Selection:

Influencing factors of liquefaction reaction
Effect of reaction time on liquefaction experiment
The liquid solid ratio was 5: 1, the catalyst mass fraction was 10%, the reaction temperature was 170 ℃. Fig. 1 shows, with the extension of the reaction time, the liquefaction rate of corn stalk increased gradually, it reached the maximum of 97.19% at 60 min. The main reason was that the corn stalk and the liquefaction agent were fully mixed in the reaction system with the increase of reaction time, so that the liquefaction rate was accelerated, which was conducive to the liquefaction of corn stalk. The liquefaction rate showed a slow downward trend when the reaction time lasted longer. It will produce a series of complex side effects as the reaction time was prolonged, such as polymerization, which resulted in the reduction of liquefaction rate. The reaction varied as time added up, there was a highest liquefaction rate at a certain time point, because side reactions took place when the degradation products were exposed too long to high temperatures [34].
Effect of reaction temperature on liquefaction experiment
The catalyst mass fraction was 10%, the liquid solid ratio was 5: 1, the reaction time was selected according to above optimum temperature of 60 min. As can be seen from Fig. 2, at 150℃ to 170℃, with the increase of temperature, the liquefaction rate increased significantly. This was mainly because the reaction temperature helped the acidic groups of concentrated phosphoric acid access to the fiber structure of the corn stalk and destroyed the crystal structure of cellulose, which made the corn stalk liquefaction rate speed up [35]. When the reaction temperature was more than 170 ℃, the liquefaction rate showed a downward trend. Until the temperature was further raised to 190℃, the liquefaction rate significantly reduced. Due to the high temperature resulting in condensation reaction between the liquefaction products, high temperature carbonization and partial product wall sticking phenomenon [36]. The reaction temperature plays a significant role in the control of the thermochemical conversion of biomass, and working at the appropriate temperature is a key factor in the improvement of the conversion and prevention of most side reactions, necessary to obtain high-purity and high liquefaction rate products [37].
Effect of catalyst content on liquefaction experiment
At the condition of the liquid to solid ratio was 5:1, the reaction time was 60 min, and the reaction temperature was 170 ℃. From Fig. 3, it could be seen that when the dosage of catalyst in the reaction system was relatively low, liquefaction reaction was relatively slow, and the liquefaction rate of corn stalk was relatively lower. With the increase of the amount of the catalyst, the liquefaction rate increased gradually. When the amount of the catalyst was 10%, the liquefaction rate of corn stalk was the highest, but the liquefaction rate decreased slightly when the amount of catalyst was over 10%.This was due to the degradation of lignin in acidic conditions into a free radical intermediate product, which can easily generate condensed residue, and the higher the concentration of acid, the more obvious of the condensation effect [38,39], in other words, lignin fragments are more apt to recondense in acid medium [40,41]. Therefore, the concentration of phosphoric acid did not only play a lytic role in the degradation reaction, but also played a catalytic role in the condensation reaction. To sum up, the liquefaction effect showed the optimum result when the catalyst dosage was 10%.

Record excerpts:
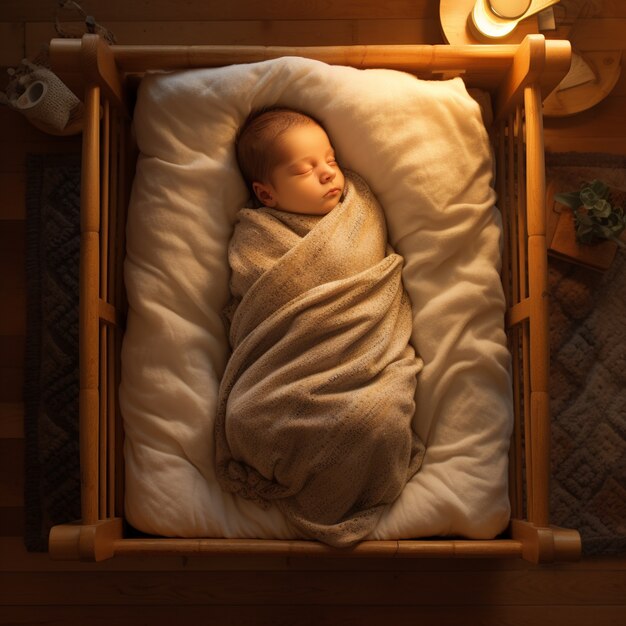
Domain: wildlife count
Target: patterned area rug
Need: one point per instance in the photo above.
(52, 475)
(588, 343)
(588, 379)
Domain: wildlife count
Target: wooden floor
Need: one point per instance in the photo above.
(252, 590)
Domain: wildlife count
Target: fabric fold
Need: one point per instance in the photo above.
(316, 404)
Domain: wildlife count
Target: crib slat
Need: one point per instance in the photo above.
(89, 306)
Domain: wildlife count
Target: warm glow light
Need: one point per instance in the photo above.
(494, 19)
(488, 24)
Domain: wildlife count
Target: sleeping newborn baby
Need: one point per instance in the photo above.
(317, 401)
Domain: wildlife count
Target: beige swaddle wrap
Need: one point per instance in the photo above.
(317, 399)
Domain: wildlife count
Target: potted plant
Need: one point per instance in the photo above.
(596, 217)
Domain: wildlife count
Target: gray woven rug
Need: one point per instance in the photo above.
(52, 475)
(588, 344)
(588, 380)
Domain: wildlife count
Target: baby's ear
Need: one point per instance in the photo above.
(264, 193)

Requirement 1: In the liquefaction passage, what was the highest liquefaction rate of corn stalk as reaction time increased, and at what time was it reached?
Requirement 2: Using the liquefaction passage, explain why the liquefaction rate fell once the reaction temperature went above 170 ℃.
Requirement 3: Please write the next part of the liquefaction passage, starting after its last sentence.
The records have no connection to the liquefaction passage.

Final result 1: It reached a maximum of 97.19% at 60 min.

Final result 2: The high temperature caused a condensation reaction between the liquefaction products. It also led to high-temperature carbonization and to part of the product sticking to the wall.

Final result 3:
Effect of liquid solid ratio on liquefaction experiment
Liquid to solid ratio: it is the mass ratio of polyethylene glycol 400 and corn stalk powder in the liquefaction reaction. When the reaction temperature was 170 ℃, the reaction time was 60 min, and the catalyst dosage was 10%. As shown in Fig. 4, when the liquid to solid ratio was 1:1, the liquefaction rate was really low, when the liquid to solid ratio increased to 5:1, the liquefaction rate of corn stalk significantly increased and the liquefaction rate reached to the maximum. It can be seen that the liquid to solid mass ratio has a direct effect on the residue content and biofuel oil formation. The main reason was that, the liquid agent can fully make the raw material of corn stalk soaked with the increase of the ratio of liquid to solid, so that the raw material was in full contact with the agent, which was beneficial to the normal liquefaction reaction. Another reason is, with the increasing of liquid to solid mass ratio, degraded corn stalk components in the liquefied product’s fragments decreased, the recondensation of degradation products was impeded drastically. Hence the dosage of corn stalk should not be too high compared to liquid addition. As the liquid to solid ratio continued to increase on the basis of 5:1, the liquefaction rate didn’t raise obviously. Some side reactions might happen between lignin and liquefaction agent during the liquefaction process when the liquid to solid ratio is too high [42]. Considering the economic feasibility of liquefaction reaction, the liquid solid ratio 5:1 was chosen as the most suitable condition.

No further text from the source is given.